研究課題/領域番号 |
19H02885
|
研究機関 | 京都工芸繊維大学 |
研究代表者 |
片岡 孝夫 京都工芸繊維大学, 応用生物学系, 教授 (20242307)
|
研究分担者 |
木村 賢一 岩手大学, 農学部, 教授 (30344625)
|
研究期間 (年度) |
2019-04-01 – 2022-03-31
|
キーワード | アシアチン酸 / allantopyrone A / ICAM-1 / IFN-γ / HIF-1α |
研究実績の概要 |
炎症性サイトカインによって刺激したヒト肺がん腫A549細胞の細胞表面のICAM-1の発現を阻害する化合物を探索した結果、新たにcucurbitacin B、1-acetoxychaviol acetate、α-conidendrinを同定した。アシアチン酸が小胞体の形態変化と小胞体ストレスを誘導し、小胞体関連分解を阻害することを見出した。炎症反応の制御に関わる久慈産琥珀由来のkujigamberol類に、PPM1A活性化作用を見出した。久慈産琥珀由来の新規物質の単離精製を行った。 T-box転写因子Eomesoderminを安定発現させたマウスリンパ腫EL4細胞を構築した。EL4細胞をTPCA-1で処理すると、IL-2 mRNAの発現が減少し、逆にIFN-γ mRNAの発現が亢進した。 低酸素誘導因子HIF-1αを安定化させるallantopyrone Aの作用機序を解析した。その結果、allantopyrone Aは細胞特異的にHIF-1αを安定化することや、水酸化及びユビキチン化されたHIF-1αを増加させることを見出した。次年度以降の研究に必要なallantopyrone Aの凍結乾燥粉末7.78 mgを準備した。 哺乳動物の培養細胞株におけるlysosomal-associated membrane protein 1 (LAMP1)の局在性を検討した。その結果、BHK-21細胞とCHO-K1細胞では、LAMP1-EGFPや内在性LAMP1がリソソーム 以外に局在していることを明らかにした。 Bcl-2ファミリータンパク質Bcl-ramboとvoltage-dependent anion channel(VDAC)がショウジョウバエにおいて遺伝的相互作用を示すこと、及びヒト培養細胞においてBcl-ramboとVDACが協調的にカスパーゼの活性化を誘導することを明らかにした。
|
現在までの達成度 (区分) |
現在までの達成度 (区分)

**抽出情報:**

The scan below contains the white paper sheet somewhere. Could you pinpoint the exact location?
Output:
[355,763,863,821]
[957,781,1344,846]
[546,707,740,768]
* * *
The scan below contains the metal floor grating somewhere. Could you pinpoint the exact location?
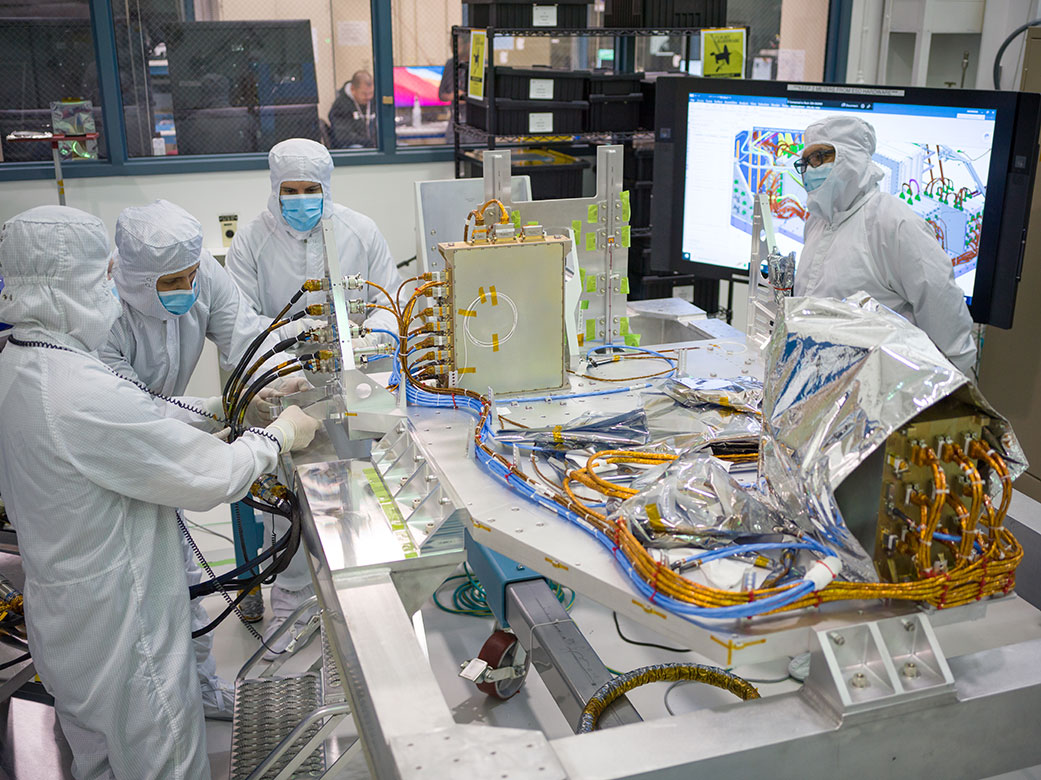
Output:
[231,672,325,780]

**問題文:** 研究実績の概要に含まれる次の一文を英語に翻訳せよ。「アシアチン酸が小胞体の形態変化と小胞体ストレスを誘導し、小胞体関連分解を阻害することを見出した。」

**解答例:** We found that asiatic acid induces morphological changes in the endoplasmic reticulum and endoplasmic reticulum stress, and inhibits endoplasmic reticulum-associated degradation.